Task to complete. Where in the listing does the string "trailer" appear? Copy every line that holds it.

====================

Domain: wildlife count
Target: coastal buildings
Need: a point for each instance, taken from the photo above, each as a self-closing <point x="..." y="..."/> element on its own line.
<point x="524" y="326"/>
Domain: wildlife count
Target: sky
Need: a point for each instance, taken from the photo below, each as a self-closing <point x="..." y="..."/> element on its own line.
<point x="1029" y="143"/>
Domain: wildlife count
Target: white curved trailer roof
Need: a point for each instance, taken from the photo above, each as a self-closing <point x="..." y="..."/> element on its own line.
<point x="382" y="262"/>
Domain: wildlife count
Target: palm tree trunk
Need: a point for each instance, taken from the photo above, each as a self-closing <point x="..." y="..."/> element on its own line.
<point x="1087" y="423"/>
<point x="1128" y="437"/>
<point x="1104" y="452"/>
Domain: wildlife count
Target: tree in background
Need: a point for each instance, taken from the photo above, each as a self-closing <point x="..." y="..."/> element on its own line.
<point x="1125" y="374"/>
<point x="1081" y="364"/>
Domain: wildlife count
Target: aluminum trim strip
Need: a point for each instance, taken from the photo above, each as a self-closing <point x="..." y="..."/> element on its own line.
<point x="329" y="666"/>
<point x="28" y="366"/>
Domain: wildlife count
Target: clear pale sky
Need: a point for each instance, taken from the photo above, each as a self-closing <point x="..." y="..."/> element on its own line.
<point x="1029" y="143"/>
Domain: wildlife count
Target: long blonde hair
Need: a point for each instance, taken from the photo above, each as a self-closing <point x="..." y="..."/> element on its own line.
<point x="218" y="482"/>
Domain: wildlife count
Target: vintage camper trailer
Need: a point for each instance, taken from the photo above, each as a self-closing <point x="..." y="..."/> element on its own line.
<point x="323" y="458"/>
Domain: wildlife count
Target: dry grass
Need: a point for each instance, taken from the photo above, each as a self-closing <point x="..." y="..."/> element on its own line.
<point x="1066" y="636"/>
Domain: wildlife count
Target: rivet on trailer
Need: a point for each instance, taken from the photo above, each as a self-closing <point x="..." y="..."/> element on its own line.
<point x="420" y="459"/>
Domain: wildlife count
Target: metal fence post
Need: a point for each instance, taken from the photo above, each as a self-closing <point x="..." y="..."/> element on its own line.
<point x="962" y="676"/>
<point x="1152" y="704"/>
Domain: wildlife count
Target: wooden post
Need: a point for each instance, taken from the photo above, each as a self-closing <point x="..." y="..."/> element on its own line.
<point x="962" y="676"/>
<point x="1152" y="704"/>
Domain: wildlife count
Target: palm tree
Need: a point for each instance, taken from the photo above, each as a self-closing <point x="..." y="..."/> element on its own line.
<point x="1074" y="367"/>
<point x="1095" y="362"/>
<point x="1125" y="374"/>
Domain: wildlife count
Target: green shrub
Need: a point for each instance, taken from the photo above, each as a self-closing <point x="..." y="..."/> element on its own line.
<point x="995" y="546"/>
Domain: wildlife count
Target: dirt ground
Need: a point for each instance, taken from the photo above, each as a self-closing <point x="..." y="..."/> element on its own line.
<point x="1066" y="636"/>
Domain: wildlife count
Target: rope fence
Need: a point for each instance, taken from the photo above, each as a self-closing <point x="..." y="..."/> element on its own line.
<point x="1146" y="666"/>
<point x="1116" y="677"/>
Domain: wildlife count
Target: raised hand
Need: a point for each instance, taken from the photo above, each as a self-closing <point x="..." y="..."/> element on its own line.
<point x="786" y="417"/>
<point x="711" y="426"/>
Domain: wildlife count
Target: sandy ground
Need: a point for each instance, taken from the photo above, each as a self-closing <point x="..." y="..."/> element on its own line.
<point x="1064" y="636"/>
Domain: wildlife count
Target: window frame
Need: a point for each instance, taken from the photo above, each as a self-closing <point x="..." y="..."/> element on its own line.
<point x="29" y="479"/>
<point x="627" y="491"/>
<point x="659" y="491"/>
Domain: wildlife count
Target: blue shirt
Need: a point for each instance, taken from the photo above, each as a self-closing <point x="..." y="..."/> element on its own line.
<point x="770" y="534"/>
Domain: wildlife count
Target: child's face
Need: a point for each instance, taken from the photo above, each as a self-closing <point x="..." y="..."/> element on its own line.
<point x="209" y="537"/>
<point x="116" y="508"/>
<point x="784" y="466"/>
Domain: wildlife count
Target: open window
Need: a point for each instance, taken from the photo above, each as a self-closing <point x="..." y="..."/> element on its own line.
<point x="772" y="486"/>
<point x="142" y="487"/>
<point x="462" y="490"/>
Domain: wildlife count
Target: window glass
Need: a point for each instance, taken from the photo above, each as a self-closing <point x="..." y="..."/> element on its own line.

====================

Answer space.
Target: white curved trailer roof
Target: vintage camper trailer
Target: rivet on trailer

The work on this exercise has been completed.